TEXTE SOURCE |
Les conséquences sur le personnel

Avenir incertain pour les dépôts de locs

Les temps de trajet plus courts coûtent des places de travail parmi le personnel roulant et donnent la possibilité de renoncer aux dépôts de locs en Suisse pour le trafic marchandises de transit. Mais d’un autre côté, de nouveaux postes de travail sont créés dans les centres de maintenance et d’intervention.

Ici le centre de maintenance et d’intervention d’Erstfeld.

Si l’on croit l’horaire prévu dès le mois de décembre pour le trafic traversant le tunnel de base du Gothard, le temps de trajet d’un ICN tombera de 161 minutes à 130 entre Zurich et Lugano. Certes, le retard de l’extension des doubles voies vers le lac de Zoug rallonge un peu le trajet, mais de manière générale le personnel des locs et des trains sera en fonction environ une demi-heure de moins dans les trains du Gothard.

Parmi le personnel des trains, ce sont environ 65 à 70 postes qui tomberont dans toute la Suisse en trafic grandes lignes, jusqu’à ce que le tunnel de base du Ceneri ouvre, probablement à fin 2020, amenant des trains supplémentaires et donc des nouveaux postes. Les agentes et agents de trains engagés sur les trains passant par le tunnel de faîte ne sont pas compris dans ce calcul. Apparemment, les CFF n’ont pas encore abandonné l’idée de faire circuler des compositions Flirt non accompagnées à travers tous les tunnels hélicoïdaux et les tunnels de faîte, malgré toutes les considérations au sujet de la sécurité (cf. texte d’introduction). Cette question a des conséquences sur tous les tableaux de service dans plusieurs dépôts. Nous ne savons pas encore à quoi ceux-ci ressembleront, une consultation est prévue en octobre/novembre, comme chaque année.

Le personnel des trains lucernois est dans l’expectative : « Si nous allons moins souvent au Tessin, cela sera une perte pour nous », déclare Erwin Wessner, président ZPV Lucerne. « C’était un joli travail de passer dans le tunnel de faîte. » La condition était bien sûr de savoir l’italien en tant que deuxième langue étrangère.

MATÉRIEL FOURNI |
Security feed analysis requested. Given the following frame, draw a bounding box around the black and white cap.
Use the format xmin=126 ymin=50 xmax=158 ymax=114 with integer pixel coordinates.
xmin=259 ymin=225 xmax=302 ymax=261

CONSIGNE ÉCRITE A |
Reformulez de façon plus concise le paragraphe du texte source qui commence par « Si l'on croit l'horaire prévu », en conservant ses faits essentiels.
CONSIGNE ÉCRITE B |
Selon le texte source, combien de postes de personnel des trains disparaîtront en trafic grandes lignes dans toute la Suisse ?
CONSIGNE ÉCRITE C |
En vous fondant sur le texte source, expliquez pourquoi l'ouverture du tunnel de base du Ceneri devrait créer de nouveaux postes parmi le personnel des trains.
Le matériel fourni n'intervient en rien ici.

SOLUTION COMPLÈTE A |
D'après l'horaire prévu dès décembre pour le tunnel de base du Gothard, un ICN reliera Zurich à Lugano en 130 minutes au lieu de 161. Le retard de l'extension des doubles voies vers le lac de Zoug allonge un peu le trajet. Néanmoins, le personnel des locs et des trains sera en fonction environ une demi-heure de moins dans les trains du Gothard.

SOLUTION COMPLÈTE B |
Environ 65 à 70 postes.

SOLUTION COMPLÈTE C |
L'ouverture du tunnel de base du Ceneri est prévue probablement à fin 2020. Elle amènera des trains supplémentaires, et donc de nouveaux postes.